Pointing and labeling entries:
• • • • •
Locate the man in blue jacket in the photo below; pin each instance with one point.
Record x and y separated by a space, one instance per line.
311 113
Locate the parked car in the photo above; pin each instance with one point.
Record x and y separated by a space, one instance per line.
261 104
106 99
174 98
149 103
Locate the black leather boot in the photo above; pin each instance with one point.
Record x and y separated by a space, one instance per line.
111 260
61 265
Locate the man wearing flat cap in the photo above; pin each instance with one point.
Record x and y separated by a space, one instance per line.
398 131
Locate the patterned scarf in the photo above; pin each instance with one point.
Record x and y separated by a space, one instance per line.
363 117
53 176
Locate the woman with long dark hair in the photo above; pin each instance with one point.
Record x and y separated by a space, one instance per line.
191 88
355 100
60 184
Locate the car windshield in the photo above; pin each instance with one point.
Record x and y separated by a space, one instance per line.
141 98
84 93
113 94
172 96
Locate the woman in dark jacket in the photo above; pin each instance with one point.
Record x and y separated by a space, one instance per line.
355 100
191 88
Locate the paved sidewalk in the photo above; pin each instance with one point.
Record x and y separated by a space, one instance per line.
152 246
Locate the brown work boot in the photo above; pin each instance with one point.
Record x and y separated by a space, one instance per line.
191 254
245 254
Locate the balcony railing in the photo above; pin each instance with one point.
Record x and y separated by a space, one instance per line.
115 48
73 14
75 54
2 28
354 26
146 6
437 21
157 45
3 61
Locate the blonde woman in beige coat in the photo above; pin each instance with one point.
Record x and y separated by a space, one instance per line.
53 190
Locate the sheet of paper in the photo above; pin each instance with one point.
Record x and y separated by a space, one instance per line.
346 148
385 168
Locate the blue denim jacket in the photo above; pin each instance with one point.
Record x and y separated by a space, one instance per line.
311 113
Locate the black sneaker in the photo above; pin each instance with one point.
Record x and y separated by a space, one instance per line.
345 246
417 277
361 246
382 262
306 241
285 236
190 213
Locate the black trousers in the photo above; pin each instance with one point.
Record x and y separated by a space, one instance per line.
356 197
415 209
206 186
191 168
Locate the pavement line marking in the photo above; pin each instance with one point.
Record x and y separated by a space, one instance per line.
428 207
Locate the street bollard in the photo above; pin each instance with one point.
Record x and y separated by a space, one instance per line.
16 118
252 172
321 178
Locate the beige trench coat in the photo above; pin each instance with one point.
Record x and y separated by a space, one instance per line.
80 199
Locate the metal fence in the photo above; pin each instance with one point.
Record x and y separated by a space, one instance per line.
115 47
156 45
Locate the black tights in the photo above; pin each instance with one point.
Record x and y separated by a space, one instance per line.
• • • • •
### What this task involves
Copy out the lines starting at the one containing "Locate the sheet" and ending with the last line of the entries. Include nothing else.

### Written solution
Locate the sheet of paper in the photo above; pin each instance with one point.
Record x and y separated by a space, one instance per line.
346 148
385 168
Locate the blue denim jacket in the photo above; pin each instance with one point.
Record x and y separated by a space, one instance per line.
311 113
Locate the black sneaker in the photo above; pin each instance with one point.
Record x and y separated by a space, one instance per line.
345 246
417 277
361 246
382 262
306 241
285 236
190 213
Locate the black trousers in the photo above; pin each instance with one point.
Record x and y separated by a space, one instance per line.
356 197
415 209
206 186
191 168
Locate the pavement line marking in the photo above; pin each instance with one point.
Record x and y separated by a space, one instance per line.
428 207
Locate the street bollard in the photo above; pin each instance with one point.
Record x and y separated by a space, one instance per line.
16 118
252 172
321 178
Locate the beige trench coat in the photo above; pin each instance with one point.
Record x and y separated by a space, one instance per line.
80 199
Locate the metal fence in the photo above; pin each instance with one point.
Record x and y separated by a space, one instance per line.
115 47
156 45
Locate the black tights in the photo above; pin each instance with one point.
Record x and y separated by a space, one instance per line.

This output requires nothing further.